TANTANGAN A: Tulis ulang secara lebih ringkas paragraf dalam teks opini di bawah yang diawali "Keterlibatan pemuda secara aktif", dengan tetap mempertahankan fakta-fakta utamanya.
TANTANGAN B: Dalam teks opini di bawah, paragraf yang diawali "Perihal itu, bisa dibuktikan" menyebutkan sejumlah hal yang melibatkan pemuda. Sebutkan semuanya.

KUTIPAN TEKS:
※
Membangun Karakter Pemuda Sejak Dini

Oleh: Munaji*

OPINI, Lingkarjatim.com – Di tengah hura-hara dan turbulensi politik nasional yang tidak menentu, serta maraknya sentimen kegamaan, kehadiran pemuda untuk mengambil peran sebagai oase di dalamnya sangat krusial. Sebab, pemuda adalah tonggak estafet kepemimpinan, penerus perjuangan serta pewaris peradaban yang kehadiran dan kiprahnya selalu dibutuhkan dan dirindukan untuk menyongsong masa depan Indonesia lebih baik.

Yusuf al-Qaradawi salah satu ilmuwan muslim asal Mesir mengatakan, jika ingin melihat kemajuan bangsa lihatlah pemudanya, indikator yang disampaikan oleh al-Qaradawi tersebut bukan tanpa alasan, sebab ini juga sesuai dengan apa yang dikatakan oleh Syah Mustofa al-Ghalayin, dalam kitab Idhatun Nasyi’in yang banyak diajarkan di pesantren di Indonesia baik pesantren, salaf, modern, dan semi modern, pemuda sekarang adalah generasi masa depan dan hidup matinya umat tergantung pada pemuda.

Artinya sebagai regenerasi bangsa, pemuda harus memiliki dan mewarisi berbagai bekal ilmu pengetahuan dan keterampilan yang cukup agar bisa survive menghadapi berbagai tantangan modernitas di era global yang semakin kompleks.

Keterlibatan pemuda secara aktif mengawal bangsa ini merupakan keharusan, terutama di tengah carut marut persoalan kebangsaan saat ini, baik persolan ekonomi, politik, budaya, pun persoalan kemiskinan dan kesenjangan sosial yang semakin hari semakin menghawatirkan. Ditambah belakangan pemuda justru yang dianggap menjadi biang kerok konflik baik konflik laten maupun konflik manifes.

Perihal itu, bisa dibuktikan dengan keterlibatan pemuda dalam penggunaan narkoba, miras, perilaku asusila, tindakan kekerasan, persekusi, dan penyebar hoax yang lagi marak terjadi saat ini. Maka, bukan tanpa alasan jika publik menilai pemuda saat ini mulai kehilangan identitasnya yang dikenal sebagai agen of change, agen of social control, and man of analisis, pun memiliki kemurnian idealism, keberanian, semangat pengabdian, inovasi dan kreativitasnya.

Peroblem tersebut, sebagaimana diungkapkan oleh banyak kalangan baik analis sosial, akademisi termasuk tokoh agama, penyebab yang sangat fundamental, karena pemuda saat ini sudah tidak memiliki karakter atau yang lebih akrab disebut dengan akhlakul karimah.
Akhlakul karimah atau moralitas menjadi sulit termanifestasi dalam kehidupan sehari-hari pemuda saat ini.

Tak pelak, jika pembunuhan guru yang dilakukan oleh siswanya nyaris sering kita temukan. Sebut saja misalnya kasus tahun 2018 seorang siswa membunuh guru kesenian di SMA 1 Sampang Madura, hal tersebut salah satu contoh kecil bahwa perilaku pemuda benar-benar mulai kehilangan identitasnya.
※
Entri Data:
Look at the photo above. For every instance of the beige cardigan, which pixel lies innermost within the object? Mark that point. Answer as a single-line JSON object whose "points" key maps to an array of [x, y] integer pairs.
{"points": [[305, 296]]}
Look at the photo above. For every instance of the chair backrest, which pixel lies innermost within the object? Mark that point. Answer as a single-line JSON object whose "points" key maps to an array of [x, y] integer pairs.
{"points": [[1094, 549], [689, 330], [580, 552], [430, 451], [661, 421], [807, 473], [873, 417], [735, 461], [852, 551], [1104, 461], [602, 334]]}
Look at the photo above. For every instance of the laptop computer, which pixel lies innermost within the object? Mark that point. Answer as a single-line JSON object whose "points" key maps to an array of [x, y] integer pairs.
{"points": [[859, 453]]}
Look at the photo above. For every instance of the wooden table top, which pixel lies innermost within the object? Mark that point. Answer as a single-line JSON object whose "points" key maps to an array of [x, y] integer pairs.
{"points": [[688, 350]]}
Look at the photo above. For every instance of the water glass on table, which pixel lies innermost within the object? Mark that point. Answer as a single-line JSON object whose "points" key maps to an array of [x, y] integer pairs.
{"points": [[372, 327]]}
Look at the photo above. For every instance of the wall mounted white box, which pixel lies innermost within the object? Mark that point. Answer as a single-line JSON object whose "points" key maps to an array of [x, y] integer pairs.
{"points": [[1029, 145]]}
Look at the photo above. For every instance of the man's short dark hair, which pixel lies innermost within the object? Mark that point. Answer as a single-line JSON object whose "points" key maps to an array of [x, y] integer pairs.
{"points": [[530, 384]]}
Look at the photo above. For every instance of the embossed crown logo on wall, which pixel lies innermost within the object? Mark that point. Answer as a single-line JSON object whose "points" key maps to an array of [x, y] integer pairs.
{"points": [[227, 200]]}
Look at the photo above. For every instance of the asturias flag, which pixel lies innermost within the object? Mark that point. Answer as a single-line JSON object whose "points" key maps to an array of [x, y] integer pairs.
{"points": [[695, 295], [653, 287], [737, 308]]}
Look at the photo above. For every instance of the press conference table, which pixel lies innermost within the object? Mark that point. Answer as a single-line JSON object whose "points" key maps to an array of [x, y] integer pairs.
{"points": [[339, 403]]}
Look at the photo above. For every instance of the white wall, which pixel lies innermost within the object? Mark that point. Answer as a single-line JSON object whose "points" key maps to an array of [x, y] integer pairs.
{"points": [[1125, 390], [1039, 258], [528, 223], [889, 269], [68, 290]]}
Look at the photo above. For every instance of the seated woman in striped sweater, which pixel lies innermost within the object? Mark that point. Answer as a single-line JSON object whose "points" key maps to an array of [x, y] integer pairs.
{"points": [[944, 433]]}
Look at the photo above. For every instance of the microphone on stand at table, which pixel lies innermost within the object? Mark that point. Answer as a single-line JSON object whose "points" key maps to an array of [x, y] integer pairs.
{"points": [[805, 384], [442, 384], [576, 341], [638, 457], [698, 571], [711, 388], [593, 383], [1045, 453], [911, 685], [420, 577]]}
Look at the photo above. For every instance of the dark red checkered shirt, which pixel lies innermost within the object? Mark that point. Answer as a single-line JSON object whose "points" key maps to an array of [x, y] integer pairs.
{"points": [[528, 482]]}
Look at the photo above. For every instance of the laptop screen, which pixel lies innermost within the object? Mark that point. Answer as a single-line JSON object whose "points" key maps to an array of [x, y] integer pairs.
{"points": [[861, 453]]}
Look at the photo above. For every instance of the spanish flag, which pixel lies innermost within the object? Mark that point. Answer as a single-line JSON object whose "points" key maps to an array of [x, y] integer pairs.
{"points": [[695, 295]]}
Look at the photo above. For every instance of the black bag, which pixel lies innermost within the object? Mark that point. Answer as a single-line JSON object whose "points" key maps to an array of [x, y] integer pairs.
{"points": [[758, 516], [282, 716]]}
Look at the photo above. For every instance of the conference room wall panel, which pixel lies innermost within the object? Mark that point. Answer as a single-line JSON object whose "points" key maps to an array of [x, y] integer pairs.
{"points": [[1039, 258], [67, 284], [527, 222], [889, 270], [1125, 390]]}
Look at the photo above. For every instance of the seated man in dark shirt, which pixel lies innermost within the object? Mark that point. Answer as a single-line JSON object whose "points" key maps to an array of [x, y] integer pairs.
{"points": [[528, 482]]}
※
JAWABAN YANG DIHARAPKAN A: Pemuda wajib terlibat aktif mengawal bangsa, terutama di tengah persoalan ekonomi, politik, budaya, kemiskinan, dan kesenjangan sosial yang kian mengkhawatirkan. Namun, belakangan pemuda justru dianggap sebagai biang kerok konflik, baik laten maupun manifes.

JAWABAN YANG DIHARAPKAN B:
- Penggunaan narkoba
- Miras
- Perilaku asusila
- Tindakan kekerasan
- Persekusi
- Penyebar hoax